GIVEN INSTRUCTION A:
Condense the paragraph of the LCD wall description that begins "The signal input device 10 may be a signal source" into a short bulleted list that keeps its main facts.
GIVEN INSTRUCTION B:
Return word for word the passage of the LCD wall description from "DETAILED DESCRIPTION OF" to "display array 30.".

DOCUMENT SECTION:
----------
FIG. 3 is a flow chart illustrating a control process performed by a control device of the LCD wall when displaying a picture according to the embodiment of the invention; and

FIG. 4 is a flow chart illustrating the process performed on local dim units of the LCD wall during the processing step S5 in FIG. 3.

DETAILED DESCRIPTION OF EMBODIMENTS

Exemplary embodiments will be described in detail in the following with reference to the drawings.
FIG. 1 is a schematic diagram illustrating an LCD wall 1 according to an embodiment of the invention. The LCD wall 1 receives image data from a signal input device 10 and displays corresponding images. As shown in FIG. 1, the LCD wall 1 according to the embodiment comprises a control device 20 and a display array 30.
The signal input device 10 may be a signal source for generating the image data to be displayed by the LCD wall 1, such as a computer, a video playing device, a picture generating device or the like. The image data generated by the signal input device 10 are transmitted to the control device 20 of the LCD wall 1. The image data may be, for example, dynamic videos, or static images (for example text and/or pictures), or a sequence of varying images constituted by one or more static images in a gradual changing manner (for example scrolling, flying, fading in and fading out, etc.). In an embodiment, the signal input device 10 may be integrated into the control device 20. In other words, it is possible to have a single device providing the functions of both the signal input device 10 and the control device 20 so as to, along with the display array 30, form an LCD wall system.
----------
DATASET CONTENT:
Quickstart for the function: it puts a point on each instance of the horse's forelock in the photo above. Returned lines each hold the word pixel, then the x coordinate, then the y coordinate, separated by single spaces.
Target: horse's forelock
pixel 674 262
----------
WRITTEN SOLUTION A:
- The signal input device 10 is a source of the image data that the LCD wall 1 displays, such as a computer, a video playing device, or a picture generating device.
- It sends this image data to the control device 20 of the LCD wall 1.
- The data can be dynamic videos, static images (text and/or pictures), or a sequence of images that change gradually (for example scrolling, flying, or fading in and out).
- In one embodiment, the signal input device 10 is integrated into the control device 20. A single device then provides both functions and, together with the display array 30, forms an LCD wall system.

WRITTEN SOLUTION B:
DETAILED DESCRIPTION OF EMBODIMENTS

Exemplary embodiments will be described in detail in the following with reference to the drawings.
FIG. 1 is a schematic diagram illustrating an LCD wall 1 according to an embodiment of the invention. The LCD wall 1 receives image data from a signal input device 10 and displays corresponding images. As shown in FIG. 1, the LCD wall 1 according to the embodiment comprises a control device 20 and a display array 30.